The problem
Nothing but the lines from the line with "Target phrase: bare tree trunk" to the end of the records below should appear in the answer, each exactly as given.

##### Stored data

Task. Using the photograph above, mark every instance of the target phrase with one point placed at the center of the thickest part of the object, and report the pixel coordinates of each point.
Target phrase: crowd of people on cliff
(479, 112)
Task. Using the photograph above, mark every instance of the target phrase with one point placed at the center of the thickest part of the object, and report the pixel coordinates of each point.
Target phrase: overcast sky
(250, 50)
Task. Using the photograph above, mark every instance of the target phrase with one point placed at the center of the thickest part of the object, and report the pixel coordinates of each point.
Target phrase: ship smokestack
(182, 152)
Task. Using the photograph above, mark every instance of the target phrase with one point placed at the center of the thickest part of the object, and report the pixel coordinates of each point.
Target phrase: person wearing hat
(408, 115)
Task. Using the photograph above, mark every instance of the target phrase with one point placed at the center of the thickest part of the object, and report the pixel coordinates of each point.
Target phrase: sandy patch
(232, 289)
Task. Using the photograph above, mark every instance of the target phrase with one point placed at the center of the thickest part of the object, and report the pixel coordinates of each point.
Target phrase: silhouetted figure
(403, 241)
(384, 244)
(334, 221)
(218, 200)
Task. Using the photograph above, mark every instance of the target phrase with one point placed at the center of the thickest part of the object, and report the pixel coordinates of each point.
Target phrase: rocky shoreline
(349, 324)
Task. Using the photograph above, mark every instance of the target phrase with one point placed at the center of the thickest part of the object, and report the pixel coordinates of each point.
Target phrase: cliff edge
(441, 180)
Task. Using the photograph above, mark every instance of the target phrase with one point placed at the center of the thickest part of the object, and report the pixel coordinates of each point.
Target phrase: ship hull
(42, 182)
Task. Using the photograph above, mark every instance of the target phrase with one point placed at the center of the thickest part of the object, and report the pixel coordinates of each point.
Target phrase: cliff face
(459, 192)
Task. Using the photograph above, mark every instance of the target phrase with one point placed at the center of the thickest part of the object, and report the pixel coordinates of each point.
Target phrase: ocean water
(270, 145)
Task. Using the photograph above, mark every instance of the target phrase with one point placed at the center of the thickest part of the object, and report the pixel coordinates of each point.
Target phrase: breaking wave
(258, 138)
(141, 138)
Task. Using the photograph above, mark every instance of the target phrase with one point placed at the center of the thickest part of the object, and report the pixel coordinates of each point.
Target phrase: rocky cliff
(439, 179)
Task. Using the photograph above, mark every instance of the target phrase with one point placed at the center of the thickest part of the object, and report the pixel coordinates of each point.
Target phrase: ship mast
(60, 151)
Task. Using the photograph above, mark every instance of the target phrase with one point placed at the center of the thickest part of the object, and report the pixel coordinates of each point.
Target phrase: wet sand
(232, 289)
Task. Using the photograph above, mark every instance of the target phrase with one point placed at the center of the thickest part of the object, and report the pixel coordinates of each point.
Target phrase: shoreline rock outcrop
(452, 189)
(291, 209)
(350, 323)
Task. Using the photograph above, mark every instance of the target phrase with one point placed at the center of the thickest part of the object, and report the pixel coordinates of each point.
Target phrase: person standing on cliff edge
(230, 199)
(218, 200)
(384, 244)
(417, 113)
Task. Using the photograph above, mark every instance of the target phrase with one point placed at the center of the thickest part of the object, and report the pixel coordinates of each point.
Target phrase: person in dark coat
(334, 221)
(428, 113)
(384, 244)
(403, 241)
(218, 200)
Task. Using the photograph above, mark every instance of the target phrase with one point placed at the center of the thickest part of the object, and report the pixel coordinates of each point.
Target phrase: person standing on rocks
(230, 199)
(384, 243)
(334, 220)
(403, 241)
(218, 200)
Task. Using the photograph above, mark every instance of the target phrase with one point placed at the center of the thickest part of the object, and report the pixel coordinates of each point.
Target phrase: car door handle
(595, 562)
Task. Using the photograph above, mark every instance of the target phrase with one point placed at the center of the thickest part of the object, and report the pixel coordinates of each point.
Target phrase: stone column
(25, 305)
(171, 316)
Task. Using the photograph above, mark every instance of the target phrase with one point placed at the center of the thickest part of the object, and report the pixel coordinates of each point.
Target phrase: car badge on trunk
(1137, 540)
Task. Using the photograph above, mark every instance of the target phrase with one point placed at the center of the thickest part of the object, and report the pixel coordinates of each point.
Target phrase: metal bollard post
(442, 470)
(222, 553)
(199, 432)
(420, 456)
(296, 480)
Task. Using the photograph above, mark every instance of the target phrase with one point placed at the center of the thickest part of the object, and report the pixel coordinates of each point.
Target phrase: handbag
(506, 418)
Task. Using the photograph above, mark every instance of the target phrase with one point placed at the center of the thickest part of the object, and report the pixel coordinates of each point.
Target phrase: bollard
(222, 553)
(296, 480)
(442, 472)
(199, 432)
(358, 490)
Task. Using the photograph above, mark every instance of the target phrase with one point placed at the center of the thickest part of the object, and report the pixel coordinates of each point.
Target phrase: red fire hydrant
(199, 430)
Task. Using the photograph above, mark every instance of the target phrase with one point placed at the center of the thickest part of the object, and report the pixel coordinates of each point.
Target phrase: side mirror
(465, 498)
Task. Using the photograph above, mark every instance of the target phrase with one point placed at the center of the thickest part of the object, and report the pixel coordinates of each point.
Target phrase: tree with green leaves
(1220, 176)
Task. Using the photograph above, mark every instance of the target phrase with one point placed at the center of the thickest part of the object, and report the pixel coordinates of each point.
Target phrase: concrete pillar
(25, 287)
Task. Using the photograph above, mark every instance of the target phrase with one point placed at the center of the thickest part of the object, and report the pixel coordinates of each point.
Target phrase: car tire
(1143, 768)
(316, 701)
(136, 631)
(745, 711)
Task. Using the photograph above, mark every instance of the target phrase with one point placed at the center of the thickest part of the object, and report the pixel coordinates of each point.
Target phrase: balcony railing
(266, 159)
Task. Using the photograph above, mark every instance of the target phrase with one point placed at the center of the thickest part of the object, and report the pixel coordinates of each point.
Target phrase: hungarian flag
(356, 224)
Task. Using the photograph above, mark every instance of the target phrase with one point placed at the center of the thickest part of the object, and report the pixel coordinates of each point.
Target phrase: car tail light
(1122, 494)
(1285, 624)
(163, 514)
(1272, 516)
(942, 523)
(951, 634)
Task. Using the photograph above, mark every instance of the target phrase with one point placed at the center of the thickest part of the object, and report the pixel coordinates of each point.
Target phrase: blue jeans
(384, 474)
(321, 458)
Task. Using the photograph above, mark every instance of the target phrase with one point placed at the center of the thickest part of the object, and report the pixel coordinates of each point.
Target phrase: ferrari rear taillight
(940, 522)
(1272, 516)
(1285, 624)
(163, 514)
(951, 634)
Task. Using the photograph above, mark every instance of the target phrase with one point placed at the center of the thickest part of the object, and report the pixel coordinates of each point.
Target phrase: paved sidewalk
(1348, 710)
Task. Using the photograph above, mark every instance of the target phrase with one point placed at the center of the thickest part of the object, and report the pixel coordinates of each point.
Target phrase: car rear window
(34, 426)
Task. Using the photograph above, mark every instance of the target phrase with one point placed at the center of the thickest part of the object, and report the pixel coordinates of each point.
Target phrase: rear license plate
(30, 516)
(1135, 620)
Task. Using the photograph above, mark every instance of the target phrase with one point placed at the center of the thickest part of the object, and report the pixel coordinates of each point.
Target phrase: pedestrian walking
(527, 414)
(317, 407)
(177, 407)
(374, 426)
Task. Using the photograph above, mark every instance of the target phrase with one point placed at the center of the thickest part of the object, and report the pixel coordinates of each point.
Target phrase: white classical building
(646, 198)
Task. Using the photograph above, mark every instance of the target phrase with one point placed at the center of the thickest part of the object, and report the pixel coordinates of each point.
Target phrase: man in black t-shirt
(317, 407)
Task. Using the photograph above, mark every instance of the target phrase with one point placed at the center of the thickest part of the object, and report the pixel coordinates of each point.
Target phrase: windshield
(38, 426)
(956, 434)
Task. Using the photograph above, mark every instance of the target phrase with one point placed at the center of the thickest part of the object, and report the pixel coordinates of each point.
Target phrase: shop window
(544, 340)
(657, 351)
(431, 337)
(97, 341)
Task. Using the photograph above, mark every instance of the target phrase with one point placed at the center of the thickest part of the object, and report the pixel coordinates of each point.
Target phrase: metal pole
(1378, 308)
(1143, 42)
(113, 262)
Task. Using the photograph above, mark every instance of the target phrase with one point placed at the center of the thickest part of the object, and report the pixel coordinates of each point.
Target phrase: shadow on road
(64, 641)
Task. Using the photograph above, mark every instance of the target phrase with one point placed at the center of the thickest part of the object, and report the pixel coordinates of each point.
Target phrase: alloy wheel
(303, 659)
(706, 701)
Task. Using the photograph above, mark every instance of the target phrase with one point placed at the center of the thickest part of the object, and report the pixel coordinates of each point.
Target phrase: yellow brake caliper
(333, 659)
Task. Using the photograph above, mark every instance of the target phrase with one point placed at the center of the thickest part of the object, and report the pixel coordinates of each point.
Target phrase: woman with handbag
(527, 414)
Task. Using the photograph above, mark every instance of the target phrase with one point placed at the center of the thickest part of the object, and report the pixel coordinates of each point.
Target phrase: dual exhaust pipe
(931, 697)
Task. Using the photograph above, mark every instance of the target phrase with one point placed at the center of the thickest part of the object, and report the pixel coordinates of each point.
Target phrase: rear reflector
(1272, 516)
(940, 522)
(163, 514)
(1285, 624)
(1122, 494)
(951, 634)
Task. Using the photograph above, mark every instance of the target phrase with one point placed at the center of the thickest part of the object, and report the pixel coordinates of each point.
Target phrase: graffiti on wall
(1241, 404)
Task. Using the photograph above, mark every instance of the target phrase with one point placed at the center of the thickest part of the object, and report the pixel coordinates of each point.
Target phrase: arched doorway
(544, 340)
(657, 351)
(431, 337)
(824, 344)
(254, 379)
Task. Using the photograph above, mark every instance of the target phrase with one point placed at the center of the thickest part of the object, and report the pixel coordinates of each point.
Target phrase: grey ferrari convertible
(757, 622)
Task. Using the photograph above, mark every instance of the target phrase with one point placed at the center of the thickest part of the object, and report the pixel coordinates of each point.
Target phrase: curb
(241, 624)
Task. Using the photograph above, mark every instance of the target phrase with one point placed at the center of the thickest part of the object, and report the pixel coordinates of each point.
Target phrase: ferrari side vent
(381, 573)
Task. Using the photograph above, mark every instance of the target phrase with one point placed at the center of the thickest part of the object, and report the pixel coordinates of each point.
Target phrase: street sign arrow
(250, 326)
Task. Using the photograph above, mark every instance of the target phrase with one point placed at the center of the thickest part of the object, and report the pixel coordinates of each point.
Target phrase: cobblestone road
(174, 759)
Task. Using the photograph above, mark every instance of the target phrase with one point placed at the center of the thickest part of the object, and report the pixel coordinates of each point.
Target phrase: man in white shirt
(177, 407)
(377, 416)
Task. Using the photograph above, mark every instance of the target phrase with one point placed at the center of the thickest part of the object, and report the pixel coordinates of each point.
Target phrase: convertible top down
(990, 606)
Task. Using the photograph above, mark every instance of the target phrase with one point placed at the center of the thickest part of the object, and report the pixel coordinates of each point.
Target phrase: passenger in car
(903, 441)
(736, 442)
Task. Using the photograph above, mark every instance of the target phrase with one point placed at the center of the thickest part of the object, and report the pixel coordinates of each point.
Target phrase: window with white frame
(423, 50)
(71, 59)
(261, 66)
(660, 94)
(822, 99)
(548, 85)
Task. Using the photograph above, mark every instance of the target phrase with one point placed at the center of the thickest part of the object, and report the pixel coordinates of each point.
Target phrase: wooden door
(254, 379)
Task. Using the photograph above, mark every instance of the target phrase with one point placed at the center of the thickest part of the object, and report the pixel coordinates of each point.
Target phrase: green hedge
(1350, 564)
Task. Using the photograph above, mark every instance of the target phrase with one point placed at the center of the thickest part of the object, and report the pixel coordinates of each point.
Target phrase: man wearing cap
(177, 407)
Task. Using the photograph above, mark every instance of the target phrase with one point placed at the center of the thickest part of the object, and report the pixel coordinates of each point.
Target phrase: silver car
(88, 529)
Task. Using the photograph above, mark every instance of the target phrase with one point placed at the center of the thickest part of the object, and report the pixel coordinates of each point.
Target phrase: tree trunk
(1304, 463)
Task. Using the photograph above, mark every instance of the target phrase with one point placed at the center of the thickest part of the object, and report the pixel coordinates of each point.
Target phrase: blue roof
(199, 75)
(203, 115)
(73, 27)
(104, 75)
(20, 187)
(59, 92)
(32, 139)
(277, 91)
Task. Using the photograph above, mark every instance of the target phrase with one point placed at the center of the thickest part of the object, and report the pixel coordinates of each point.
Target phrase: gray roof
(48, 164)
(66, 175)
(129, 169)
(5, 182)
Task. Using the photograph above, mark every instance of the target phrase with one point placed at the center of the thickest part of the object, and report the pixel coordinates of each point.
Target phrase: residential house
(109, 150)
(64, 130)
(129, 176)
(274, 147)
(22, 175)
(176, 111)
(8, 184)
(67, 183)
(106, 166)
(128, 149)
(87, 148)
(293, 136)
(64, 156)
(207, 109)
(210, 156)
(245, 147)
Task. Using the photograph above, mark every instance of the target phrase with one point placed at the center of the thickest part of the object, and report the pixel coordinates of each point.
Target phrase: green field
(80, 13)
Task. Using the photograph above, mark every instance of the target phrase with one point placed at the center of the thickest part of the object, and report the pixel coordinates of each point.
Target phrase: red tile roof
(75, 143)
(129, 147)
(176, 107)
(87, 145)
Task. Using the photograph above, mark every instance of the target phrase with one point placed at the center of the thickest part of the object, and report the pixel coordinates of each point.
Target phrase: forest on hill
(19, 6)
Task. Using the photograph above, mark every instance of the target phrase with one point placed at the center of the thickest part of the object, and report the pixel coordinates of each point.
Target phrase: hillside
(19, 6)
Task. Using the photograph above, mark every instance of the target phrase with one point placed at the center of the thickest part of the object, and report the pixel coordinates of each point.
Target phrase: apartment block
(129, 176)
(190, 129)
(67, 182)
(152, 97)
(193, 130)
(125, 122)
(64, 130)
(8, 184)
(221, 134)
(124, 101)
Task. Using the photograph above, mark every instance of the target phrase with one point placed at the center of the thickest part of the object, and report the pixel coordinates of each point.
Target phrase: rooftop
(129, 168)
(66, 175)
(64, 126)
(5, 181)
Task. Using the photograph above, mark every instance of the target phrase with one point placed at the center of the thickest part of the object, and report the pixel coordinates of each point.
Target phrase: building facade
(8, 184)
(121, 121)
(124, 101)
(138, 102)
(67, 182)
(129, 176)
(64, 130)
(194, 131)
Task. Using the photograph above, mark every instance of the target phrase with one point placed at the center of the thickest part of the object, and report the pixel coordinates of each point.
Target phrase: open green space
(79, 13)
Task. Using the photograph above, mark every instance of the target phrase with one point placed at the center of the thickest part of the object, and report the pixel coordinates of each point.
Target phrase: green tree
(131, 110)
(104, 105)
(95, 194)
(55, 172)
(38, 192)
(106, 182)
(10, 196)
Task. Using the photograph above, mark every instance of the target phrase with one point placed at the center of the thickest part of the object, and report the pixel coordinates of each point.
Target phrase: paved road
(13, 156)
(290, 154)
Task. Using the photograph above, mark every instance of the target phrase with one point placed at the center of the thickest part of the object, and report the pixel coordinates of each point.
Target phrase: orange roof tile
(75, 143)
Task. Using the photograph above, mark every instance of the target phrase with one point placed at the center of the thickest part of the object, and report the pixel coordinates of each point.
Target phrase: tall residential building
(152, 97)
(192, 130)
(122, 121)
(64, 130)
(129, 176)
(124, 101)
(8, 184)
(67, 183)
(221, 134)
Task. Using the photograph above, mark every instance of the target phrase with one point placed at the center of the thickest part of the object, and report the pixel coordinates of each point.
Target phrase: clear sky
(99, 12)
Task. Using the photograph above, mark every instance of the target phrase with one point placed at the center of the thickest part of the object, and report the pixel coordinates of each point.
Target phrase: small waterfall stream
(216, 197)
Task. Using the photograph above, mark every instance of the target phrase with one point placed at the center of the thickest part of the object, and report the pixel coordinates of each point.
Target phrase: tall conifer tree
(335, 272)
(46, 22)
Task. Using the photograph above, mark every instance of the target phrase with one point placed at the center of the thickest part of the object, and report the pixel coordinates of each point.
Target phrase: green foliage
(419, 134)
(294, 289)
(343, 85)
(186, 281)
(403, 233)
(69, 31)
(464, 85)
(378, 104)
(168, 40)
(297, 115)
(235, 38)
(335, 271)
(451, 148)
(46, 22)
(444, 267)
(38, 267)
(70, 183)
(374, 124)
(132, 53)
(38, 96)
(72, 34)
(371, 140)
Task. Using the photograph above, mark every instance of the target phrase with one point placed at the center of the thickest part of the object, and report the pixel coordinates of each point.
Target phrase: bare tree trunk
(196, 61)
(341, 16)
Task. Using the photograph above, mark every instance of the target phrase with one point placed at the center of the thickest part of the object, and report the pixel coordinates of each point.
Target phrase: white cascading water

##########

Response area
Target phrase: bare tree trunk
(196, 61)
(341, 16)
Task. Using the photograph above, mark every instance of the target phrase with one point placed at the center of the thickest part of the object, and report the pixel coordinates of each point.
Target phrase: white cascading water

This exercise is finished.